▶ _Selected excerpt_:
########
One which is fairly little known is a letter from the Holy Office (pre-Vatican II name for CDF) concerning the doctrine "no salvation outside the Church." It is addressing the situation of Fr. Leonard Feeney, who took a hardline, literal interpretation of this doctrine. He was incredibly popular (he was the chaplain at Harvard University!), and his condemnation was a really important event. here's the document, it's really short: http://www.ewtn.com/library/curia/cdffeeny.htm. It's also cited by Lumen Gentium, which is often ignored when we discuss Lumen Gentium. 

 

Speaking of Lumen Gentium, the relevant passage is paragraphs 15-16: 

 

 

15. The Church recognizes that in many ways she is linked with those who, being baptized, are honored with the name of Christian, though they do not profess the faith in its entirety or do not preserve unity of communion with the successor of Peter. (14*) For there are many who honor Sacred Scripture, taking it as a norm of belief and a pattern of life, and who show a sincere zeal. They lovingly believe in God the Father Almighty and in Christ, the Son of God and Saviour. (15*) They are consecrated by baptism, in which they are united with Christ. They also recognize and accept other sacraments within their own Churches or ecclesiastical communities. Many of them rejoice in the episcopate, celebrate the Holy Eucharist and cultivate devotion toward the Virgin Mother of God.(16*) They also share with us in prayer and other spiritual benefits. Likewise we can say that in some real way they are joined with us in the Holy Spirit, for to them too He gives His gifts and graces whereby He is operative among them with His sanctifying power. Some indeed He has strengthened to the extent of the shedding of their blood. In all of Christ's disciples the Spirit arouses the desire to be peacefully united, in the manner determined by Christ, as one flock under one shepherd, and He prompts them to pursue this end. (17*) Mother Church never ceases to pray, hope and work that this may come about. She exhorts her children to purification and renewal so that the sign of Christ may shine more brightly over the face of the earth.
########
▶ _Provided information_:
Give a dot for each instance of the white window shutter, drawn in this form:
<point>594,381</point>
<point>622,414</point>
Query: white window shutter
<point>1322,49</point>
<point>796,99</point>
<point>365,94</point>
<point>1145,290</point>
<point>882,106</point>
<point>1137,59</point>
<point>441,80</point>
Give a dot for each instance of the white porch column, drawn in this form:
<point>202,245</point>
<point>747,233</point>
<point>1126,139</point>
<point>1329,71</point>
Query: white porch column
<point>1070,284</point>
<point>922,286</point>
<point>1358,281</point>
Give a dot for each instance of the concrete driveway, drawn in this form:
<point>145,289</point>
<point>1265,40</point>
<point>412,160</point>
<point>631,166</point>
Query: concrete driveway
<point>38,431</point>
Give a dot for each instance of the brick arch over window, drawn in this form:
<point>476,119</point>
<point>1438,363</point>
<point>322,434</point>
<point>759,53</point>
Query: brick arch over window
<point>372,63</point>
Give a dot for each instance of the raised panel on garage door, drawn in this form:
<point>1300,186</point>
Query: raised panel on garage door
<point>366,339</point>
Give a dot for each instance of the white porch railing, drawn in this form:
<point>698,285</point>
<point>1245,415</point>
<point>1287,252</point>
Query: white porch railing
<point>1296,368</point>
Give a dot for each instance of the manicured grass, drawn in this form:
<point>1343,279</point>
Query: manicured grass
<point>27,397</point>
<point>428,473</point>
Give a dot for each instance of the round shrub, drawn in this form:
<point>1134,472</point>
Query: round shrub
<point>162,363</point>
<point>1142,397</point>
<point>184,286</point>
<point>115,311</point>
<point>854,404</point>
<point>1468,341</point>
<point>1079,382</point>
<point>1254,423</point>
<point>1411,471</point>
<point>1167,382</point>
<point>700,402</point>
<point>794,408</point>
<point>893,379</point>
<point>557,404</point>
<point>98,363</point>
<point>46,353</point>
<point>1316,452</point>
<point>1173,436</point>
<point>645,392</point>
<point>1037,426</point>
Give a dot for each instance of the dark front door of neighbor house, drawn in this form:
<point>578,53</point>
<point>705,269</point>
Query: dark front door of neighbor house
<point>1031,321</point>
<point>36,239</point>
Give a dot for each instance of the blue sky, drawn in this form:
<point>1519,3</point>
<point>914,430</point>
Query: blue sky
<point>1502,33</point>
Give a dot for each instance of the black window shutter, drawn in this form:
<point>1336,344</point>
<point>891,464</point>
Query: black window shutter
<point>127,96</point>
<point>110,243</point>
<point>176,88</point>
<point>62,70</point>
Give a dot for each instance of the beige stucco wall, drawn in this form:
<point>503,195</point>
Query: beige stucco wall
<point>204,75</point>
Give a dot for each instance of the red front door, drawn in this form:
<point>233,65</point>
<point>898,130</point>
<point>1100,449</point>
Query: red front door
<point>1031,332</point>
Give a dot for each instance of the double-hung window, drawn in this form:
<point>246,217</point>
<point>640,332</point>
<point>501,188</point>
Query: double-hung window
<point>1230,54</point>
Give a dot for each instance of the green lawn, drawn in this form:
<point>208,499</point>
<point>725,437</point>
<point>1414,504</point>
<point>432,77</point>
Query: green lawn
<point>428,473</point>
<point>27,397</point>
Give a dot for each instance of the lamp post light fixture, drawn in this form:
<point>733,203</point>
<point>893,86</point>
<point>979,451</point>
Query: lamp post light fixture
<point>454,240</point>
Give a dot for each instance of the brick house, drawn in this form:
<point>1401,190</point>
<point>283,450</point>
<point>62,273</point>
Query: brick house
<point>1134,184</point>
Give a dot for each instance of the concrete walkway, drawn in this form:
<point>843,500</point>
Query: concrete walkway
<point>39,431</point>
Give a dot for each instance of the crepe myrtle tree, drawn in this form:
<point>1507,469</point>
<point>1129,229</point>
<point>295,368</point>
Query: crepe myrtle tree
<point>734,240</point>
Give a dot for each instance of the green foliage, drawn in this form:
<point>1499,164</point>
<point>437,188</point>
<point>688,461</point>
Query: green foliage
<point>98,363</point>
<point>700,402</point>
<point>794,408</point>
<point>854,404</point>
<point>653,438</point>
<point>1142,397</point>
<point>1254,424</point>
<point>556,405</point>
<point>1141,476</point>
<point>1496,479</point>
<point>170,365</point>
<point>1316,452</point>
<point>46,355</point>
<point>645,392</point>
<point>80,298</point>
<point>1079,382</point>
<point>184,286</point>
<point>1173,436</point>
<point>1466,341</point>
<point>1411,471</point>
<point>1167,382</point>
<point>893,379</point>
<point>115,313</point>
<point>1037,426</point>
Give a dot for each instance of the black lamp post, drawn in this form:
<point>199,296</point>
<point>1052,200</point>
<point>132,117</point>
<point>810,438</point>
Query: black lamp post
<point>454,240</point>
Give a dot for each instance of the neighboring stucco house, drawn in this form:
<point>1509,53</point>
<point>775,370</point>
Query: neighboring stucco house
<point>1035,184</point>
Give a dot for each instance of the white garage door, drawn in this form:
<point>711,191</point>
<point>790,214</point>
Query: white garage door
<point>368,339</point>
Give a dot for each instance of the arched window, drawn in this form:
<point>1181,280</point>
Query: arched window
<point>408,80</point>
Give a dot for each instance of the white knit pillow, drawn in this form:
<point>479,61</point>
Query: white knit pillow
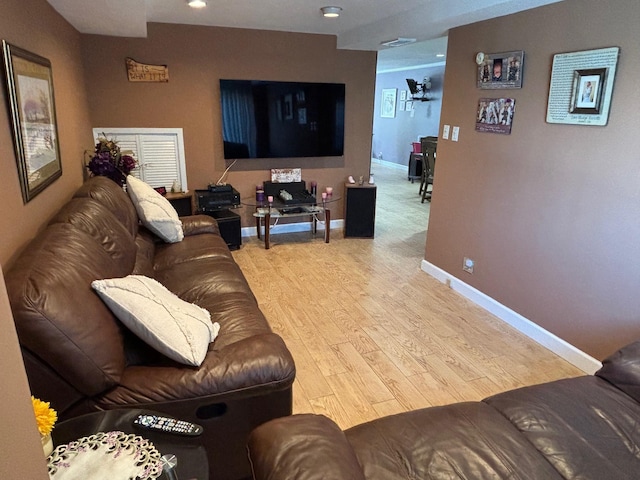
########
▶ _Requests_:
A) From the post, list the things that paragraph 15 says "many of them" do.
B) Reproduce the post word for word, starting at "One which is" and continuing down to "we discuss Lumen Gentium.".

▶ _Expected responses_:
A)
- Rejoice in the episcopate
- Celebrate the Holy Eucharist
- Cultivate devotion toward the Virgin Mother of God

B)
One which is fairly little known is a letter from the Holy Office (pre-Vatican II name for CDF) concerning the doctrine "no salvation outside the Church." It is addressing the situation of Fr. Leonard Feeney, who took a hardline, literal interpretation of this doctrine. He was incredibly popular (he was the chaplain at Harvard University!), and his condemnation was a really important event. here's the document, it's really short: http://www.ewtn.com/library/curia/cdffeeny.htm. It's also cited by Lumen Gentium, which is often ignored when we discuss Lumen Gentium.